Instructions to follow: Print the entire listing below word for word, excluding its pictures.
◇ ◇ ◇ ◇ ◇ ◇ ◇
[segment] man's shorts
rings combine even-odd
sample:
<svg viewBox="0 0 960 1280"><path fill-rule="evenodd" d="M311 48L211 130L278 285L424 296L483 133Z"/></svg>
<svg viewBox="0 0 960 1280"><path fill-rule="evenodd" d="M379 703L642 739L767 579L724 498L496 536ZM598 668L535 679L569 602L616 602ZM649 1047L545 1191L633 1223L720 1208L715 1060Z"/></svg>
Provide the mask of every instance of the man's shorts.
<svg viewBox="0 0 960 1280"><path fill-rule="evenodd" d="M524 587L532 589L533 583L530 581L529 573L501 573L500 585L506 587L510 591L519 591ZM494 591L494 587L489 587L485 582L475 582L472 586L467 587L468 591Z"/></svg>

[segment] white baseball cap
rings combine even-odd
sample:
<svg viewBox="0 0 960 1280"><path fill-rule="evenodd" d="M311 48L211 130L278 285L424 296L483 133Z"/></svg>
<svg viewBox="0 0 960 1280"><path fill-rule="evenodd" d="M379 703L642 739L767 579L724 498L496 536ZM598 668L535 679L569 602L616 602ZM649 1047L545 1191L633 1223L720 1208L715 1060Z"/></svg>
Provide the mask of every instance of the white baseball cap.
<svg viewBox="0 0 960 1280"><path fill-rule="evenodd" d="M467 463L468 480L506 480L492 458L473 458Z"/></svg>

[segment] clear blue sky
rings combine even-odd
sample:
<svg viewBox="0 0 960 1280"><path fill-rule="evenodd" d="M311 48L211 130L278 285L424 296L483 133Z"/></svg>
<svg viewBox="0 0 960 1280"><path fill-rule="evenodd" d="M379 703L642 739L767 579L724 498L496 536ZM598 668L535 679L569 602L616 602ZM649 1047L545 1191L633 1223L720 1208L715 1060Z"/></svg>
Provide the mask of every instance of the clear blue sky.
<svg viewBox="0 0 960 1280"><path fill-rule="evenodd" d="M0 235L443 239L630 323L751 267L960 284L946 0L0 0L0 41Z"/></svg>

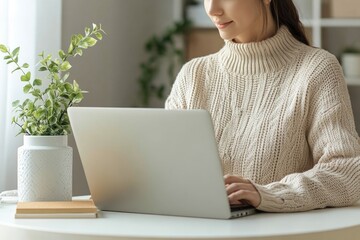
◇ ◇ ◇ ◇ ◇ ◇ ◇
Response for this exercise:
[segment] man's shorts
rings combine even-odd
sample:
<svg viewBox="0 0 960 1280"><path fill-rule="evenodd" d="M311 48L211 130L278 285L424 296L483 133Z"/></svg>
<svg viewBox="0 0 960 1280"><path fill-rule="evenodd" d="M379 703L642 739L767 579L724 498L496 536ZM598 668L535 679L569 602L616 602ZM649 1047L545 1191L633 1223L720 1208L715 1060Z"/></svg>
Provide the mask of every instance of the man's shorts.
<svg viewBox="0 0 960 1280"><path fill-rule="evenodd" d="M524 587L532 589L533 583L530 581L529 573L501 573L500 585L506 587L510 591L519 591ZM494 591L494 587L489 587L485 582L475 582L472 586L467 587L468 591Z"/></svg>

[segment] white baseball cap
rings combine even-odd
sample:
<svg viewBox="0 0 960 1280"><path fill-rule="evenodd" d="M311 48L211 130L278 285L424 296L483 133Z"/></svg>
<svg viewBox="0 0 960 1280"><path fill-rule="evenodd" d="M379 703L642 739L767 579L724 498L496 536ZM598 668L535 679L569 602L616 602ZM649 1047L545 1191L633 1223L720 1208L715 1060Z"/></svg>
Provide the mask of every instance of the white baseball cap.
<svg viewBox="0 0 960 1280"><path fill-rule="evenodd" d="M467 463L468 480L506 480L492 458L473 458Z"/></svg>

[segment] clear blue sky
rings combine even-odd
sample:
<svg viewBox="0 0 960 1280"><path fill-rule="evenodd" d="M311 48L211 130L278 285L424 296L483 133Z"/></svg>
<svg viewBox="0 0 960 1280"><path fill-rule="evenodd" d="M379 703L642 739L767 579L724 498L496 536ZM598 668L535 679L569 602L616 602ZM649 1047L545 1191L633 1223L720 1208L715 1060Z"/></svg>
Provide the mask of every instance of the clear blue sky.
<svg viewBox="0 0 960 1280"><path fill-rule="evenodd" d="M0 235L443 239L630 323L751 267L960 284L946 0L0 0L0 41Z"/></svg>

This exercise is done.